**Given passage:**
Iraqi army kills dozens of ISIS fighters, but 90,000 trapped civilians starving in Fallujah

An Iraqi displaced woman, who fled from Islamic State violence in Anbar, carries her child at a refugee camp near Amiriyat al-Fallujah © Ahmad Mousa
The Iraqi military says 44 Islamic State terrorists have been killed in recent airstrikes across the country. This includes Fallujah, where tens of thousands remain trapped and, according to Human Rights Watch, are inadvertently being starved by the Iraqi Army.

“Under the supervision of joint operation command, and with the support of the department of military intelligence, the Iraqi Air Force pounded ISIS positions in Hawija and Shargat,” the statement reads, as cited by Kurdish agency Rudaw.

The statement by Iraq’s war media office also said three military bases belonging to Islamic State (IS formerly ISIS/ISIL) were destroyed. In Hawija, forces killed 28 militants, who were allegedly of different national backgrounds. A further 16 were killed in Shargat.

Fallujah is where most of the action appears to be at the moment. The air force “targeted ISIS positions… destroying two explosive and  weapons factories and a hospital which was used as a military base.”

Whether Fallujah can be retaken without dire human losses is another question.

According to a Human Rights Watch (HRW) report from Thursday, 90,000 residents are trapped and are at serious risk of starvation in the first Iraqi city that fell to IS. Vicious control of every day-to-day aspect of the city’s life is being implemented by the terrorist group, with the type of punishments and summary executions that made it infamous when it first drew international attention.

**Provided records:**

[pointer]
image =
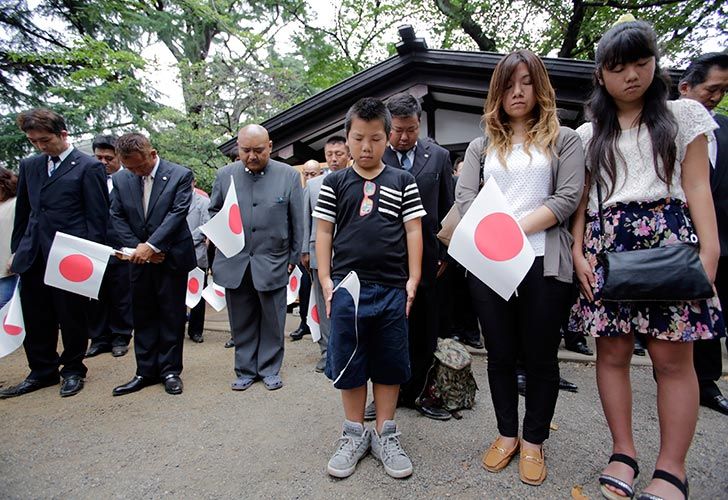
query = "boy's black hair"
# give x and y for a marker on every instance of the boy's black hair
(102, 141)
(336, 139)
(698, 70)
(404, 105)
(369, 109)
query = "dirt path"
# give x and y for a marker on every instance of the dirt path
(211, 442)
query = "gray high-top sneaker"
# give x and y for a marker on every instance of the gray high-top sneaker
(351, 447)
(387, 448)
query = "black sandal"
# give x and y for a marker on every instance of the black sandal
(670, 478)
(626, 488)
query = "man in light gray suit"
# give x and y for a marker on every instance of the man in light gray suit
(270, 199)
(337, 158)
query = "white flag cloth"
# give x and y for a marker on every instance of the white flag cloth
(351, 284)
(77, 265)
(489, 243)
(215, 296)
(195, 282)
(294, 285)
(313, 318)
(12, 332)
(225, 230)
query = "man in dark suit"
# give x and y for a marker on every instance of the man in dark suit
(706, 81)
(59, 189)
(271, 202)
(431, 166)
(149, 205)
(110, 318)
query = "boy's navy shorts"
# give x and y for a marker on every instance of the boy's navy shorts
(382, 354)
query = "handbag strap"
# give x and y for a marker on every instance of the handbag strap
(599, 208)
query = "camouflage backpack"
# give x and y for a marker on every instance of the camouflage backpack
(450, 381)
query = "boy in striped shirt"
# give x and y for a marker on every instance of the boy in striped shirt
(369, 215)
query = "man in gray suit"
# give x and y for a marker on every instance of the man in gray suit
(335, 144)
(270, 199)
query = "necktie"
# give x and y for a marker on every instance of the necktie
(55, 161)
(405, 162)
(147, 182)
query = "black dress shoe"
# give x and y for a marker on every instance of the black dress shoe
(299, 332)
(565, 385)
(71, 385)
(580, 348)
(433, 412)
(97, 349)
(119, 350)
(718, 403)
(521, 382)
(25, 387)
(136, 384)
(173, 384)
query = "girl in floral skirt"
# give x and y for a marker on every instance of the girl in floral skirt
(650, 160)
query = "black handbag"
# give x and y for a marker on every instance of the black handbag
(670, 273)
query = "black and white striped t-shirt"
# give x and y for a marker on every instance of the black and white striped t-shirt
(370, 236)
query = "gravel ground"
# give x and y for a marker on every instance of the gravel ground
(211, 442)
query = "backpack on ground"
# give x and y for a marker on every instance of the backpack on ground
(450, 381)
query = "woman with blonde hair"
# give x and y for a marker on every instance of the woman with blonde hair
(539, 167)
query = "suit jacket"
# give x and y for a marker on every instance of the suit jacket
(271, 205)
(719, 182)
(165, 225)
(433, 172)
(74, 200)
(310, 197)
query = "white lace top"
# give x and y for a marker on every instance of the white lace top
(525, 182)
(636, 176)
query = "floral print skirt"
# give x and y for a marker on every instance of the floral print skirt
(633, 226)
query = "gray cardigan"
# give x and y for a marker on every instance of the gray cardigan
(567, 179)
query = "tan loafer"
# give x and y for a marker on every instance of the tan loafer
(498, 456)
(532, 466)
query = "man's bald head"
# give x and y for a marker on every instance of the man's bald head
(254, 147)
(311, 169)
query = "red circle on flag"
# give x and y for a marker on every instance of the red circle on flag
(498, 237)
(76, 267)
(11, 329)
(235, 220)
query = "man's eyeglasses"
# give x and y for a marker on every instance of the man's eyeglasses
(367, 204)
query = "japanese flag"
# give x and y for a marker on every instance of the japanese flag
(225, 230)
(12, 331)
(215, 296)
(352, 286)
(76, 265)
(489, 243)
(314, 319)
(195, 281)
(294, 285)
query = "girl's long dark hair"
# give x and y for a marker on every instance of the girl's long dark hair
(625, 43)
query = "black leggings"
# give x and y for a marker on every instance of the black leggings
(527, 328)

* * *

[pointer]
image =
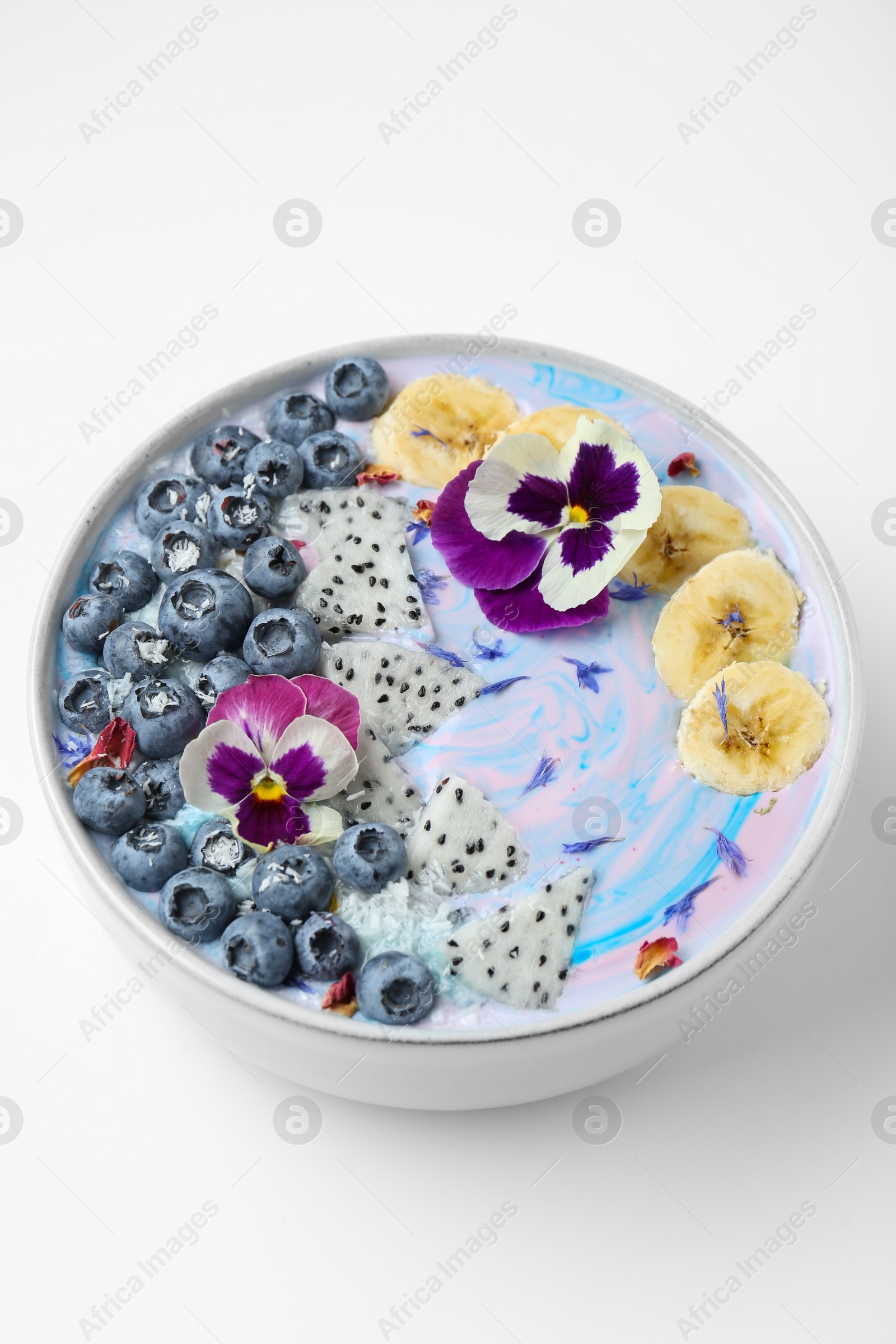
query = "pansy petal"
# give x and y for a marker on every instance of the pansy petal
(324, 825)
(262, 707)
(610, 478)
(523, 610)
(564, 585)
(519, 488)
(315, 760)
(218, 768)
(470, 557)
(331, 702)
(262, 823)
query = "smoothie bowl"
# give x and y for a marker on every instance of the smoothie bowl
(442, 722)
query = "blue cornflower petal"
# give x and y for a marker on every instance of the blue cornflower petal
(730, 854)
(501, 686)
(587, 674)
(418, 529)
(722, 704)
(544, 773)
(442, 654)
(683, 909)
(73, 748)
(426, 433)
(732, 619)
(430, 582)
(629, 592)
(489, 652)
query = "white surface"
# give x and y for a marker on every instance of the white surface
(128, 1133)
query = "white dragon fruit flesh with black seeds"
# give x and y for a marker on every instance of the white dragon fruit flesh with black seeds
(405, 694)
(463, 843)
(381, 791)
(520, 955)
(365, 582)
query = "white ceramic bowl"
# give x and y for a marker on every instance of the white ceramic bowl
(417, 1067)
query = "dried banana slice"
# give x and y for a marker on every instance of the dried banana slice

**Problem description:** Copy out the Fallujah news report word for word, from the headline through its final sentence.

**Exercise output:**
Iraqi army kills dozens of ISIS fighters, but 90,000 trapped civilians starving in Fallujah

An Iraqi displaced woman, who fled from Islamic State violence in Anbar, carries her child at a refugee camp near Amiriyat al-Fallujah © Ahmad Mousa
The Iraqi military says 44 Islamic State terrorists have been killed in recent airstrikes across the country. This includes Fallujah, where tens of thousands remain trapped and, according to Human Rights Watch, are inadvertently being starved by the Iraqi Army.

“Under the supervision of joint operation command, and with the support of the department of military intelligence, the Iraqi Air Force pounded ISIS positions in Hawija and Shargat,” the statement reads, as cited by Kurdish agency Rudaw.

The statement by Iraq’s war media office also said three military bases belonging to Islamic State (IS formerly ISIS/ISIL) were destroyed. In Hawija, forces killed 28 militants, who were allegedly of different national backgrounds. A further 16 were killed in Shargat.

Fallujah is where most of the action appears to be at the moment. The air force “targeted ISIS positions… destroying two explosive and  weapons factories and a hospital which was used as a military base.”

Whether Fallujah can be retaken without dire human losses is another question.

According to a Human Rights Watch (HRW) report from Thursday, 90,000 residents are trapped and are at serious risk of starvation in the first Iraqi city that fell to IS. Vicious control of every day-to-day aspect of the city’s life is being implemented by the terrorist group, with the type of punishments and summary executions that made it infamous when it first drew international attention.